■ **YOUR INSTRUCTIONS**
Find every line of the material that contains the string "table" and copy each one. Matching is case-sensitive.

# # # # #

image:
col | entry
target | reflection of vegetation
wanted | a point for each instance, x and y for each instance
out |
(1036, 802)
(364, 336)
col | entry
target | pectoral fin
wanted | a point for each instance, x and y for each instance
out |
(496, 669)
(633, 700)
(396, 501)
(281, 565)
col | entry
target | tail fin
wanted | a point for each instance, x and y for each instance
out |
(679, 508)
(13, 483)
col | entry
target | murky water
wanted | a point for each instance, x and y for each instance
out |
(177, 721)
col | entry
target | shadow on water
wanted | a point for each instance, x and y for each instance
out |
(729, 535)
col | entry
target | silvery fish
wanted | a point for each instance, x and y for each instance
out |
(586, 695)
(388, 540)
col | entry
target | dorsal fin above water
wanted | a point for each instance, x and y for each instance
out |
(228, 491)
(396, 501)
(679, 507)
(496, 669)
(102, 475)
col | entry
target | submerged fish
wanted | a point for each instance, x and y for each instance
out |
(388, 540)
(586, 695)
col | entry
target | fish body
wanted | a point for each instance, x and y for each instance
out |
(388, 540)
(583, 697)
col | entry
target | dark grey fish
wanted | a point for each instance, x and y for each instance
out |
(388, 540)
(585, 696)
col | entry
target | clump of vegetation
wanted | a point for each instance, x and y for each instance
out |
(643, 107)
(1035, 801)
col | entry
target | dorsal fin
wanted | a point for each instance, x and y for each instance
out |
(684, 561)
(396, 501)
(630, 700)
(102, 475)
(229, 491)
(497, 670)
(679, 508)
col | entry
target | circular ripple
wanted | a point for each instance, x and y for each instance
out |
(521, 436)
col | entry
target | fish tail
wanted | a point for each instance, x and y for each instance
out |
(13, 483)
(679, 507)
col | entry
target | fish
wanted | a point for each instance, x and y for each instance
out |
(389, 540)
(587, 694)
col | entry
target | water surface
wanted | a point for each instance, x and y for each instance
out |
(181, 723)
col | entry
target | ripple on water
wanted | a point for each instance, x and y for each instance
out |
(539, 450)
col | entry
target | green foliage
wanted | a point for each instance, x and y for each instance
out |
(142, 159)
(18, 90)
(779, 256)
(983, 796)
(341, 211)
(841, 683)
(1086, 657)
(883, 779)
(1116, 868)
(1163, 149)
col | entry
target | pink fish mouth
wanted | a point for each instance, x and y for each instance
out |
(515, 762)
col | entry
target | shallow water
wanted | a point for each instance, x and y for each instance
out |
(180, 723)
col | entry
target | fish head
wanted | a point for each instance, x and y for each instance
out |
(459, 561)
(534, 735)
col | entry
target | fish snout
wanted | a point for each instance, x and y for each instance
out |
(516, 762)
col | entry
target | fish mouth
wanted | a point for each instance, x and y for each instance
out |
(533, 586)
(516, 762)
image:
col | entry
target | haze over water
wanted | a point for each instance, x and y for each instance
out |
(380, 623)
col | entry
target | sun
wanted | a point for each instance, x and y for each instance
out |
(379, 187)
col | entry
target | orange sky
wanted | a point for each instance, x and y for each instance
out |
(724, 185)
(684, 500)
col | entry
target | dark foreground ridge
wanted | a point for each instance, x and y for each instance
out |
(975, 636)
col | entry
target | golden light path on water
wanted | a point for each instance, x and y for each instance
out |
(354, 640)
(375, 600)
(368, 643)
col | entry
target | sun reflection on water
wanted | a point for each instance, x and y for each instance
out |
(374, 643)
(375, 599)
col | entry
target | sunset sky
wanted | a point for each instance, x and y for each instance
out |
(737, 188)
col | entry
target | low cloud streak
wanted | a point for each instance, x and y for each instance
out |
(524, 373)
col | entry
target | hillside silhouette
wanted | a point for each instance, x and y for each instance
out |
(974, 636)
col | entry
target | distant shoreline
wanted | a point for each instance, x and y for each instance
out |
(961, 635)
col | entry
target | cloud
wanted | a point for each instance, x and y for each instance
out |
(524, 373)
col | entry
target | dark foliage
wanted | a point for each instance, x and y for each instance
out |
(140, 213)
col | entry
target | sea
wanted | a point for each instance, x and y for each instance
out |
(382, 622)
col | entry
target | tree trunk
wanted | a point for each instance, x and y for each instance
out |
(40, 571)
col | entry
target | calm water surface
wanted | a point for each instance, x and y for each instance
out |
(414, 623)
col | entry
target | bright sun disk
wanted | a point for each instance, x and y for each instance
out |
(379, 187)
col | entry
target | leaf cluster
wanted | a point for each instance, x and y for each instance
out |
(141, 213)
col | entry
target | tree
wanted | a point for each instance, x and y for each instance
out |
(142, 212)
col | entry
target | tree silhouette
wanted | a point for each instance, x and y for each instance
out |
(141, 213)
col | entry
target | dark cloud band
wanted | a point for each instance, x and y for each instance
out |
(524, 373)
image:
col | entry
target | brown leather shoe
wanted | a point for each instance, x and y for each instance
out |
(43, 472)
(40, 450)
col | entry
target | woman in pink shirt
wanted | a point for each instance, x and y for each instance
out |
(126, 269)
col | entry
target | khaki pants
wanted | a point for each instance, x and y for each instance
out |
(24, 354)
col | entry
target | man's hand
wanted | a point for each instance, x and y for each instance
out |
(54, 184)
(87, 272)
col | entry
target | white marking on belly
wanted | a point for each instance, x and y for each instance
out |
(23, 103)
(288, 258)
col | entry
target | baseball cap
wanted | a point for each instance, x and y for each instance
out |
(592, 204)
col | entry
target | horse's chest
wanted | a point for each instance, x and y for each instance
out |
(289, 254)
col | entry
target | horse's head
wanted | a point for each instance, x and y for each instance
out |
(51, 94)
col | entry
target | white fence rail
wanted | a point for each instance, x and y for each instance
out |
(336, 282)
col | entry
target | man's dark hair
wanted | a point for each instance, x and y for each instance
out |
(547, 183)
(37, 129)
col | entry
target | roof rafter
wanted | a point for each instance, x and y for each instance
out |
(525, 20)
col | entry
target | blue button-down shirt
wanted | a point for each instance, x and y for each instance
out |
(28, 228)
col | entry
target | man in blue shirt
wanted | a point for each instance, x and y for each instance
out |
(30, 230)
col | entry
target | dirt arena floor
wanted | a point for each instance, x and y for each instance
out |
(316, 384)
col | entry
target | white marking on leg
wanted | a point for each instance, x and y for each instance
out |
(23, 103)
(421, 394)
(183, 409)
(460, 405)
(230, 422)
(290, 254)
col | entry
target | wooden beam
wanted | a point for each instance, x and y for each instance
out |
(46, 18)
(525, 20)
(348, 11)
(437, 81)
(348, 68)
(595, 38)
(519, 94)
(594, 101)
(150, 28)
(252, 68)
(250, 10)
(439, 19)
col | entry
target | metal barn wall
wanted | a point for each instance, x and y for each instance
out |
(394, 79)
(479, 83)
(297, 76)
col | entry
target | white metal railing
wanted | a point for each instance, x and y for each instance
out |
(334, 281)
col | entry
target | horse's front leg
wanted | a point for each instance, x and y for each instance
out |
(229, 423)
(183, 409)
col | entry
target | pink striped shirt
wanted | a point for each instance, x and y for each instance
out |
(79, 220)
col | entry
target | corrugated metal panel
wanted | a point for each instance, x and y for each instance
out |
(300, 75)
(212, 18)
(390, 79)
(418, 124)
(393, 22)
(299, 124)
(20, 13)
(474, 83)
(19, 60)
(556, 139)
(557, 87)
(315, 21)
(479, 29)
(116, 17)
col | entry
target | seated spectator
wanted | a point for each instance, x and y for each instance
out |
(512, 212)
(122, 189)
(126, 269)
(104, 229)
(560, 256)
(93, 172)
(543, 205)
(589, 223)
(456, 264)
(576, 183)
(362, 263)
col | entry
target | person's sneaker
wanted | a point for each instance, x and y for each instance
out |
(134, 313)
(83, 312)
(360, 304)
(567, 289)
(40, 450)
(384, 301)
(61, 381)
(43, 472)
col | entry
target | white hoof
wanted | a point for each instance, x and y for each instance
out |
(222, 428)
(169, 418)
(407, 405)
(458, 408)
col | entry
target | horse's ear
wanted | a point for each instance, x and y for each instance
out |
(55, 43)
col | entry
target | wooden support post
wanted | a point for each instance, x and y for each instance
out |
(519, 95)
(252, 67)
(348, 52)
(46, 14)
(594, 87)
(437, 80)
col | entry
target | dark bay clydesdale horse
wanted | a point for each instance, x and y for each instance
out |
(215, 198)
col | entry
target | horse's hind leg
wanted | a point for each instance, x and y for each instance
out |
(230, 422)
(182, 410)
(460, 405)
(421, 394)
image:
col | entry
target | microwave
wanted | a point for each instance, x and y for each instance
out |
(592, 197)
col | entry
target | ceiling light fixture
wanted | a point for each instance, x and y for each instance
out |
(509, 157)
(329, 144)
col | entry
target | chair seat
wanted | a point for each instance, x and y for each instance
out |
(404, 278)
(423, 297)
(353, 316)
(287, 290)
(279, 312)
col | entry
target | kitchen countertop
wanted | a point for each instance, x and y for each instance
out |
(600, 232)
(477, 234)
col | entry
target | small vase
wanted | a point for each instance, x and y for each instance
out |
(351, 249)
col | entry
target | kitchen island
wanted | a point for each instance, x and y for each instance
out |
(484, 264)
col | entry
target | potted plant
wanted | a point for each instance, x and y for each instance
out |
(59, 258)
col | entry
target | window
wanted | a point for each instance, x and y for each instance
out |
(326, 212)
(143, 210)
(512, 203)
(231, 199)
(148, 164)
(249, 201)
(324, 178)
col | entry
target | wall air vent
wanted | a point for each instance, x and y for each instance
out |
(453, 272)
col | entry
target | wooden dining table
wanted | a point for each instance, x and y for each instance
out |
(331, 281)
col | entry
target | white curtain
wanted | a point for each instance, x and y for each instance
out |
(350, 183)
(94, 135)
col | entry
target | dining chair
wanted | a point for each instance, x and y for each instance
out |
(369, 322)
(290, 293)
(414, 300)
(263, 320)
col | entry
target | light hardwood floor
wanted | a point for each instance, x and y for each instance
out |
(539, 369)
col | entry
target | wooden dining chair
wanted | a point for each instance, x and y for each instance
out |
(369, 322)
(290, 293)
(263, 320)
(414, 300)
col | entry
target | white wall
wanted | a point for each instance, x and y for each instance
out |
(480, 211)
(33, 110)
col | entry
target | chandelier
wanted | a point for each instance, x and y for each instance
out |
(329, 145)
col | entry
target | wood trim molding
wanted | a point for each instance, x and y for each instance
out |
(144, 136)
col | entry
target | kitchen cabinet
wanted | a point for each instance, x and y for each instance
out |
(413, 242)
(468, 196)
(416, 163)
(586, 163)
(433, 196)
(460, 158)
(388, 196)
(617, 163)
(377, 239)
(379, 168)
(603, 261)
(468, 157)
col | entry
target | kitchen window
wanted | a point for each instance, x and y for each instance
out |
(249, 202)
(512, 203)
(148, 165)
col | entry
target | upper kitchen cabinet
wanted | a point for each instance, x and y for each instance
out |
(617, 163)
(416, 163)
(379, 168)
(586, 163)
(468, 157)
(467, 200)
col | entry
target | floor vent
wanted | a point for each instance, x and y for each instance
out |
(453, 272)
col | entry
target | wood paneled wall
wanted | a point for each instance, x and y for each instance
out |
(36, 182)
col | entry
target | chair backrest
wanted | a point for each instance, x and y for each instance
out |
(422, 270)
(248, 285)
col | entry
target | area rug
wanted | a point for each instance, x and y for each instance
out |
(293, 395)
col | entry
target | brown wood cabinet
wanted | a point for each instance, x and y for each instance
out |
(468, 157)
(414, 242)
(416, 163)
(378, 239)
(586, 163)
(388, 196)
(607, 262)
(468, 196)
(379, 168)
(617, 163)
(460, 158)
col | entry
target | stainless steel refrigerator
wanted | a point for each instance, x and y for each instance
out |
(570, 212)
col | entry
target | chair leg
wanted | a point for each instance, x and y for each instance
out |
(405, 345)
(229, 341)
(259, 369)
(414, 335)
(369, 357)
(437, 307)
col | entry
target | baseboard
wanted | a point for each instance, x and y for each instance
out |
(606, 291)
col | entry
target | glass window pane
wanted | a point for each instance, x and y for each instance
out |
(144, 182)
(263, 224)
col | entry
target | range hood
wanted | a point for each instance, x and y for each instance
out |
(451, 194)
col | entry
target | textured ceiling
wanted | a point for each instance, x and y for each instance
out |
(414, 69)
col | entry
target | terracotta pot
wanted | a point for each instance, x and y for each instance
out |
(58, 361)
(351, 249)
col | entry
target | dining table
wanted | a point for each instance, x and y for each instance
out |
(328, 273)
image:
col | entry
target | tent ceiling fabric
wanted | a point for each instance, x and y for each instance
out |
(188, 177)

# # # # #

■ **ANSWER TO THIS PROBLEM**
target | wooden dining table
target | dining table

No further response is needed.